- [Activity A]:
In the text on stress and sleep, what does yoga help people focus on instead of external stresses?
- [Activity B]:
Print the part of the stress and sleep text that opens with the words containing "Why Yoga Helps" and closes with "you feeling tired.".
- [Activity C]:
Carry on the text about stress, sleep and yoga from the point where it stops.

- [Selected text]:
[Start of section]

When we’re stressed—even just a little—our bodies produce stress hormones. Those hormones cause our muscles to tense up in preparation to fight or flee. Overall awareness increases. Heart rate rises while the body shuts down several non-essential functions. Acute stress passes rapidly, but in modern American, chronic stress is the enemy of good sleep. Chronic stress endures day after day and is typically due to psychosocial problems and concerns. Everything from money troubles, relationship problems, and ongoing annoyances great and small are part of chronic stress.

That’s the insidious creeping part of chronic stress. It’s an accumulation of various troubles that keep our body’s alert system set to low or medium readiness. All day, every day. That ongoing stress wears us out. It doesn’t turn itself off at night. Chronic stress prevents us from sleeping, thus robbing us of physical and psychological regeneration.

Why Yoga Helps to Manage Stress

If your problems sleeping comes from stress, you should know that yoga can help you learn to manage stress.

Stress has both physical and mental symptoms, so the concerns of the day might keep your head busy after it hits the pillow, but it might also be disrupting your sleep rhythms so that even once you do fall asleep, your tossing and turning can leave you feeling tired.

Yoga helps people learn to focus on their body rather than on external stresses. It also helps you learn to relax the physical symptoms of stress in your body so that you can lie still and sleep well.

[End of section]

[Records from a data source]
[Start of section]

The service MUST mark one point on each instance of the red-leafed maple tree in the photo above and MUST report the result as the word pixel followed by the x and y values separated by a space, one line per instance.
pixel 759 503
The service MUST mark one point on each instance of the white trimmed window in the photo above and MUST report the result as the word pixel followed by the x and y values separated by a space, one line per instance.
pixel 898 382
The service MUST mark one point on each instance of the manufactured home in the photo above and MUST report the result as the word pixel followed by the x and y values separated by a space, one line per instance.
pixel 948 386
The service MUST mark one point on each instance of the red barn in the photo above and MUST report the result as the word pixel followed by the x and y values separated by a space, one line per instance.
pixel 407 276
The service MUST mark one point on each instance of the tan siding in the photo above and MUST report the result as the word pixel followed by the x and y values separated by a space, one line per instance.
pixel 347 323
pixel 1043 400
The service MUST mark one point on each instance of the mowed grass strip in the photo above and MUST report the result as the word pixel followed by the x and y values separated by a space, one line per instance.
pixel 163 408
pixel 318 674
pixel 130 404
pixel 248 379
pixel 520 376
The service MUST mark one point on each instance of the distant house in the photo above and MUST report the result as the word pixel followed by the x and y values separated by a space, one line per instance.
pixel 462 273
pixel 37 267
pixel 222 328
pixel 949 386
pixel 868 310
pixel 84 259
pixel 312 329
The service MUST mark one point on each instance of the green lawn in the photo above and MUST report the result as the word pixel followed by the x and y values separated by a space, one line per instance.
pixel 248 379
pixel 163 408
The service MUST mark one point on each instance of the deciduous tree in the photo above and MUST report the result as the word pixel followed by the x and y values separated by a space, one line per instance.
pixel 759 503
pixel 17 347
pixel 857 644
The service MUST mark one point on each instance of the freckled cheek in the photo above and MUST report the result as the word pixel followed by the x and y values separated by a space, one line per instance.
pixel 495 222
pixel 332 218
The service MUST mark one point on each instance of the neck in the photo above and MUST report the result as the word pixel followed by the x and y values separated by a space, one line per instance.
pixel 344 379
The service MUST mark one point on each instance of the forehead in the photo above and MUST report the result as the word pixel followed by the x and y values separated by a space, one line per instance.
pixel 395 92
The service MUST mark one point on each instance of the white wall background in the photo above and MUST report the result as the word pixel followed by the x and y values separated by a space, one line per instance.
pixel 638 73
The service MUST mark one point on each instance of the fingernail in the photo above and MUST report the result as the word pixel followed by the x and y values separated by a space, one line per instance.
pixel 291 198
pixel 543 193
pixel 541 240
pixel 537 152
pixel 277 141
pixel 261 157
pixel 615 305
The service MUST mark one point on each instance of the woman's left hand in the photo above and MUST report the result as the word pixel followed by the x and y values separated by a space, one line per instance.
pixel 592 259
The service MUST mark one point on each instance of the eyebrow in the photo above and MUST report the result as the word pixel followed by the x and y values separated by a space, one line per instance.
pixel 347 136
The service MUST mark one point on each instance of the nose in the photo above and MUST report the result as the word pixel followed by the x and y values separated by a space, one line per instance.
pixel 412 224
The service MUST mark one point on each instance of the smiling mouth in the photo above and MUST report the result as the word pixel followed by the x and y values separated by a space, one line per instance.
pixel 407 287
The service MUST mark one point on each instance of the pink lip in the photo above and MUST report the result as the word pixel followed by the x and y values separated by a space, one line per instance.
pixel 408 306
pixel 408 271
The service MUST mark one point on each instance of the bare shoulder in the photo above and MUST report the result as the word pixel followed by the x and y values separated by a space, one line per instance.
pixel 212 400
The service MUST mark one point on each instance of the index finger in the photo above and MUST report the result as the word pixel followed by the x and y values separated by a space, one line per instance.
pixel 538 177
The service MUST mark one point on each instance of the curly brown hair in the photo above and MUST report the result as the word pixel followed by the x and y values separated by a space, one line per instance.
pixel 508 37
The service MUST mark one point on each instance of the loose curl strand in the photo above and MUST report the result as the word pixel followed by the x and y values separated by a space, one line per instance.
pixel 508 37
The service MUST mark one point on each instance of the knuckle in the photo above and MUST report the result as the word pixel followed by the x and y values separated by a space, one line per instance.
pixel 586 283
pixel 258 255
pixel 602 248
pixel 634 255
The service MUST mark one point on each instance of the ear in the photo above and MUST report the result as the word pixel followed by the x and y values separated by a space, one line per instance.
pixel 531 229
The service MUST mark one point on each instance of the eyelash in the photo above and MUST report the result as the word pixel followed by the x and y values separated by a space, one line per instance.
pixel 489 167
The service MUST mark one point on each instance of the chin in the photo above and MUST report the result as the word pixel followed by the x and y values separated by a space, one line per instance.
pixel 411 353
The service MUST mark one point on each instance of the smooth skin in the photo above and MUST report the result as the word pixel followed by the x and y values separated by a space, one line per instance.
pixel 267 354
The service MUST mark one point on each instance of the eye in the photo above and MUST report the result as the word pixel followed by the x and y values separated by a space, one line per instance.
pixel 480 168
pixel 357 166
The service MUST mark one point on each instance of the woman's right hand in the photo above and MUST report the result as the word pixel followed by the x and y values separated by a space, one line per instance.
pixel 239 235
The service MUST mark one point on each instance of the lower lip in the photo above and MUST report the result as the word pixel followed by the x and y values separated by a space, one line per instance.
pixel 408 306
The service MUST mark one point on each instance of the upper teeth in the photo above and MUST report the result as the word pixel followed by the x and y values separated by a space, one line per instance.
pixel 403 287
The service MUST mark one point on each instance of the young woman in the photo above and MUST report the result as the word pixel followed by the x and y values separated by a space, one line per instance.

[End of section]

- [Reply A]:
Their body.

- [Reply B]:
Why Yoga Helps to Manage Stress

If your problems sleeping comes from stress, you should know that yoga can help you learn to manage stress.

Stress has both physical and mental symptoms, so the concerns of the day might keep your head busy after it hits the pillow, but it might also be disrupting your sleep rhythms so that even once you do fall asleep, your tossing and turning can leave you feeling tired.

- [Reply C]:
Yoga can help you deal with stress, but if you feel like you have an unusual or debilitating level of stress that is affecting your stress and other aspects of your life, consider talking to a healthcare provider about anxiety.

Sooth Pains

Apart from emotional stress that can come from a mentally demanding job, family problems, &c., there is also physical stress. This can come from anything from a physically demanding job to bad shoes or a bad mattress.
The long-term impacts of physical stress can leave your body in knots that make it hard to fall asleep, even when your mind is at ease. Fortunately, yoga can help with these physical pains as well by gently working muscles and stretching tendons and ligaments that can get tight throughout the day. Also, because of the slow and gentle pace of yoga, it won’t make it harder for you to fall asleep if you do it right before bed like other forms of exercise can. Just make sure that you don’t stretch too hard and hurt yourself any further.

Yoga can be a good complement to other approaches to pain management, but if your pain lasts for more than a couple of weeks or prevents you from doing normal activities, consider talking to a healthcare provider. Your pain could be a symptom of a more severe problem.

Relax

Even if you don’t have a great deal of physical or emotional stress, sometimes it can be hard to fall asleep. Trouble falling asleep can be caused by lots of things, like too much caffeine, dealing with jet-lag, being in a new time zone, or adjusting to daylight savings time, or just trying to fall asleep earlier.
Even when you don’t feel wound up, yoga before bed can be a great way to unwind a little further. If you’re not used to yoga, you might find it curing pains that you didn’t know you had!

Regulate Breathing

Sometimes when you have trouble sleeping it can be because you are having trouble breathing. Sometimes this is the case because of mundane causes like an illness or poor posture. Yoga can help you understand and self-manage your breathing problems so that you can sleep better.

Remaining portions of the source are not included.